DOCUMENT EXCERPT =
==========

The other day he claimed he hates dogs too. Yeah, uh huh, sure right... I'll believe that when he starts ignoring the dog. That ain't gonna happen anytime soon. I think I'm married to an in the closet animal lover. Ya know what I mean? LOL


----------



## GabbyBond (Dec 1, 2006)

My bf loves Bond like no other (aside from me of course!) but as he puts it "Bond would be eating purina if it wasn't for you!" because while he loves Bond, he doesn't spend the time that I do reading and learning!!!


----------



## Ardatha (Aug 11, 2007)

I think my IH (insane husband) feels like if he says he hates dogs that gives him a right to complain about things the puppy does but (and this is a big but) he is always the first in line when it comes time to walk the dog or take him to his obedience class. Shadow adores him, which belies his statement about 'hating dogs!' LOL Little does he know...


----------



## Mary Jane (Mar 3, 2006)

==========

DATA =
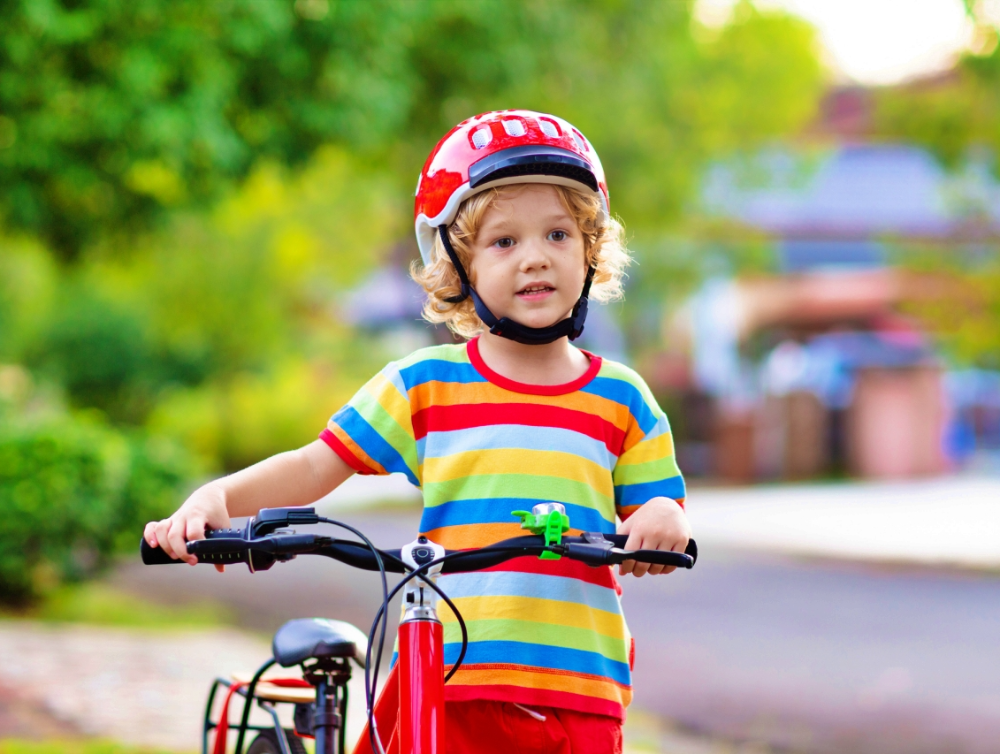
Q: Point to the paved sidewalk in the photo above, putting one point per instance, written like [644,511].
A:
[952,521]
[139,687]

==========

SET OF TASKS =
• 1. Answer these questions from the forum thread about partners and dogs:
(a) According to GabbyBond's boyfriend, what would Bond be eating if it weren't for her?
(b) What does Ardatha say "IH" stands for?
(c) What is the name of the dog that adores Ardatha's husband?
• 2. Write out the passage of the forum thread about partners and dogs from "The other day" to "(Dec 1, 2006)".

RESPONSES BY TASK =
• 1.
(a) Purina
(b) Insane husband
(c) Shadow

• 2.
The other day he claimed he hates dogs too. Yeah, uh huh, sure right... I'll believe that when he starts ignoring the dog. That ain't gonna happen anytime soon. I think I'm married to an in the closet animal lover. Ya know what I mean? LOL


----------



## GabbyBond (Dec 1, 2006)